▸ **GIVEN EXERCISE**: Starting with the line that includes "Would you please tag the rocky ridge", write out every remaining line of the records below exactly as it appears, leaving out any images.

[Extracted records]

--

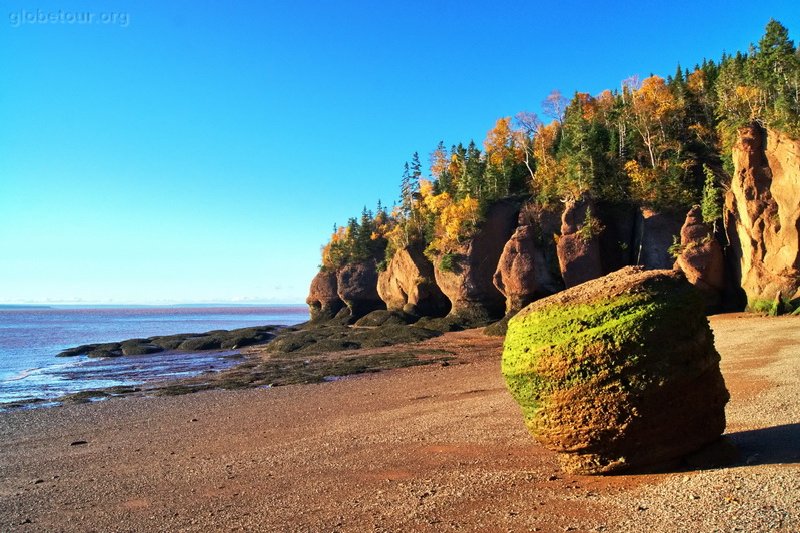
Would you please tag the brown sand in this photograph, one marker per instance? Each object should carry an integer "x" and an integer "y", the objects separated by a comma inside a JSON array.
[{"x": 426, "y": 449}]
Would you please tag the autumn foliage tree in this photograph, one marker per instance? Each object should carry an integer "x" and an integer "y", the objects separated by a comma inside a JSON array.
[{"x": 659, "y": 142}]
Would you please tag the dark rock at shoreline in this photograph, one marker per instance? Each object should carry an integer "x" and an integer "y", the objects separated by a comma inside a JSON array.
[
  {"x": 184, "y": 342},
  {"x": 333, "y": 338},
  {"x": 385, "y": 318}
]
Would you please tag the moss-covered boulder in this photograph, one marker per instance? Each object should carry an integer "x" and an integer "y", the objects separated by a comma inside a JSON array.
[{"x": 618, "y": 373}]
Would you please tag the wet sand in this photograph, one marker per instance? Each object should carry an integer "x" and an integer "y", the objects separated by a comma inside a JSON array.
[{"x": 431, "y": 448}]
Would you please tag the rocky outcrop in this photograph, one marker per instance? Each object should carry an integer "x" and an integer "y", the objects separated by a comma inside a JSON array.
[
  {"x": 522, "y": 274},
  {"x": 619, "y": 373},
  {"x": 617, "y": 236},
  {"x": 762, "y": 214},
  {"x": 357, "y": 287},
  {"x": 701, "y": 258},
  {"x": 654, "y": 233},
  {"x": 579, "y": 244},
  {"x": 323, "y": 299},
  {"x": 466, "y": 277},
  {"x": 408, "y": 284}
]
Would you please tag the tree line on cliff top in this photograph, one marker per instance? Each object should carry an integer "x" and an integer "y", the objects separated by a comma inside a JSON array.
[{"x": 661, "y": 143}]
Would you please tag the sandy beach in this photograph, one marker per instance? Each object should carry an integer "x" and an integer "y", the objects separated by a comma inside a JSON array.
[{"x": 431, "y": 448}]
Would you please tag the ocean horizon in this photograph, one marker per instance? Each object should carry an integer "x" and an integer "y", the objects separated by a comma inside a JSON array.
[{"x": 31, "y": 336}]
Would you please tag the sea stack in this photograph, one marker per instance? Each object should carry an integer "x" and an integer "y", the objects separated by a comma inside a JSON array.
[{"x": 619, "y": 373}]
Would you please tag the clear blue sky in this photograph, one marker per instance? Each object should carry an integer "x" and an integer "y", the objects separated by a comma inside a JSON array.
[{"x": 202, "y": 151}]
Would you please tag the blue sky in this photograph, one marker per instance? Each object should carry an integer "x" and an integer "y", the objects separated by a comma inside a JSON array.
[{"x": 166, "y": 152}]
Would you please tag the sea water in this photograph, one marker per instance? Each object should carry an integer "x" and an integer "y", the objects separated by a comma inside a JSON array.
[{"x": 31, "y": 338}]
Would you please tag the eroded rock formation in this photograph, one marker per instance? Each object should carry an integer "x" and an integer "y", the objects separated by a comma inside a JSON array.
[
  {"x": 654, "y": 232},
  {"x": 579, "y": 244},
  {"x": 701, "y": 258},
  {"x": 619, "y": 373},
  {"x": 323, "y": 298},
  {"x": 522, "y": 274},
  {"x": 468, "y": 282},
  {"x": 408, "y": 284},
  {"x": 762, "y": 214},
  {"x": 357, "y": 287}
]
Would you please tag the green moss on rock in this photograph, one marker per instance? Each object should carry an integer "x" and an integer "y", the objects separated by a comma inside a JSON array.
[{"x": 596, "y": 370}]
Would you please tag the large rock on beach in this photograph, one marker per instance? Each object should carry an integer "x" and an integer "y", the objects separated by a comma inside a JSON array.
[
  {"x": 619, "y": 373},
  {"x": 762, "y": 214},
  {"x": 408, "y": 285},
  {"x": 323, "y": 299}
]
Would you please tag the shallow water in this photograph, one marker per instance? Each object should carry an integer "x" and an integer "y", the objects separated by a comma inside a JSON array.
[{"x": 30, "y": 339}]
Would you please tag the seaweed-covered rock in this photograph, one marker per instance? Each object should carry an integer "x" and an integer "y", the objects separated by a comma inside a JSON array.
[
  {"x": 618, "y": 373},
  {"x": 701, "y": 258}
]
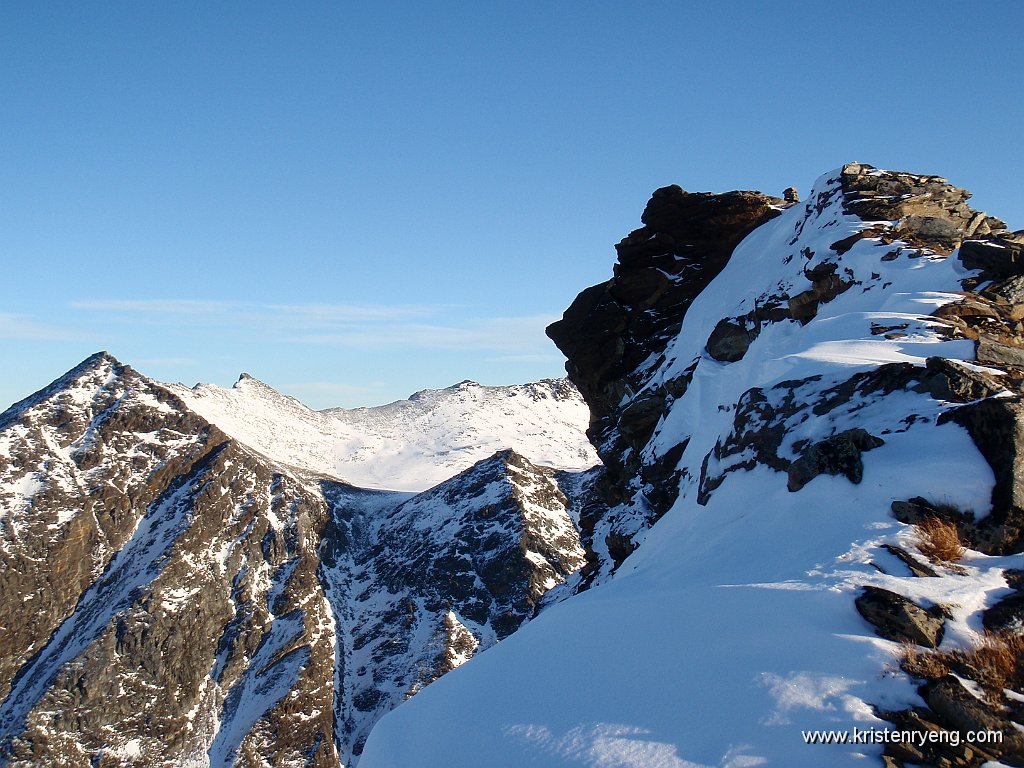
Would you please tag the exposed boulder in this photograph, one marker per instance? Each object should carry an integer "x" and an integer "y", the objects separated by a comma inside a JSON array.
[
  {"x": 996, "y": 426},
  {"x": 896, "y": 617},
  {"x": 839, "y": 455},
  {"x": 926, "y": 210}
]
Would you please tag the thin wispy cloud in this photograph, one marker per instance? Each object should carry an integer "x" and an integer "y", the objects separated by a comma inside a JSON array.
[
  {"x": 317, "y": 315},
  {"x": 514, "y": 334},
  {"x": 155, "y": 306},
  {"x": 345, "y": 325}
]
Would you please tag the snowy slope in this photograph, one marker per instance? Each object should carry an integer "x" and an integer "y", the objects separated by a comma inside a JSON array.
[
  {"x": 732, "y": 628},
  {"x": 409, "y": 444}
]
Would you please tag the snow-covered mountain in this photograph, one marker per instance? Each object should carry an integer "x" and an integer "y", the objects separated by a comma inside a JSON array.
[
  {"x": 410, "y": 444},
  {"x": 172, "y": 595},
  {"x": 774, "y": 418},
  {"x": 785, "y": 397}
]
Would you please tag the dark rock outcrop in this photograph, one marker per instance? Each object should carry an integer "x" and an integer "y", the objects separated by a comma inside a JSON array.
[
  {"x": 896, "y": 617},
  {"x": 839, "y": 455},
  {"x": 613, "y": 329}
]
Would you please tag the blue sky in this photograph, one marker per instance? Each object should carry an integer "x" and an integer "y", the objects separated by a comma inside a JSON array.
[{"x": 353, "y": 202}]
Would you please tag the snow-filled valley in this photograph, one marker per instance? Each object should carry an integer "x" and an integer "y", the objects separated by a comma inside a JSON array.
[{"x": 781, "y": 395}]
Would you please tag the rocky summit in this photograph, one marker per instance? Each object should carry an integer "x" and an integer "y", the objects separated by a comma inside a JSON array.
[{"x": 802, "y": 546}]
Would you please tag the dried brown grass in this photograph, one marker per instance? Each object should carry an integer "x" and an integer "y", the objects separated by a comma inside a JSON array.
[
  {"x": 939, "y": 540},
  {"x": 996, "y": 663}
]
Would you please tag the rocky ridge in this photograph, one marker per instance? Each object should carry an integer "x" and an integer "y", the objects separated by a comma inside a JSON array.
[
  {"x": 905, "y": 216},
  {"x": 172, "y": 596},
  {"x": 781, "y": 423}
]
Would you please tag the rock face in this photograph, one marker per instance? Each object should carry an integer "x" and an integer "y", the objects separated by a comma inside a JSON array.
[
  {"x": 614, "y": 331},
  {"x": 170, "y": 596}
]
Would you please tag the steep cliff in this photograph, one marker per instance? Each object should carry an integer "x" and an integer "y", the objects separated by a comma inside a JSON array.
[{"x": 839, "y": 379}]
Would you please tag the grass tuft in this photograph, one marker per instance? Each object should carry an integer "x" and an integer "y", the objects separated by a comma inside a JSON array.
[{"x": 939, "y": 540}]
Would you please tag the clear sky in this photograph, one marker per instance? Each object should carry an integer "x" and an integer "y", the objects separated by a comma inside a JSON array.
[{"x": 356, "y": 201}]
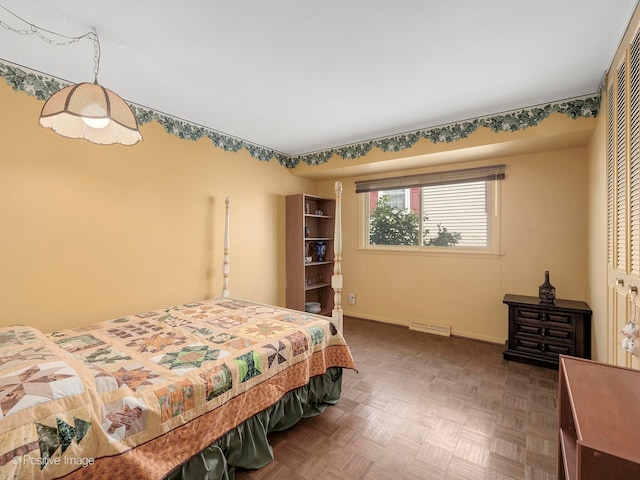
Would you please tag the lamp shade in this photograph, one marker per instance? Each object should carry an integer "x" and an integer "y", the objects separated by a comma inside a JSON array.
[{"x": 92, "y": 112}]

--

▸ **SOLUTION TO THE PROBLEM**:
Would you please tag the rocky ridge in this photograph, one marker per instance? Each object should carry an integer "x" and an integer "y", the objects separated by a comma inside a JSON array.
[
  {"x": 905, "y": 216},
  {"x": 172, "y": 596},
  {"x": 781, "y": 423}
]
Would you please tag the rock face in this photograph, one marker per instance? Each object should carry an integer "x" and an integer "y", the objects separated by a comma inside a JSON array.
[
  {"x": 614, "y": 331},
  {"x": 170, "y": 596}
]
Would you please tag the steep cliff in this photograph, one marker per instance? Each object should carry an integer "x" and an integer "y", the objects separated by a comma inside a JSON array.
[{"x": 839, "y": 379}]
Would you please tag the grass tuft in this photograph, one marker per instance? Each object should carry an integer "x" and an integer "y", the objects separated by a comma inside a JSON array.
[{"x": 939, "y": 540}]
Would you please tag the clear sky in this photograph, one marker per instance? Each object should carry an integer "x" and an integer "y", the objects separated by a comma inside a JSON array.
[{"x": 356, "y": 201}]
Would you please tag the lamp shade in this photograph, one marker per instance? Each object should carry an integer "x" and an integer "y", the objects separated by a comma inside a JSON array.
[{"x": 92, "y": 112}]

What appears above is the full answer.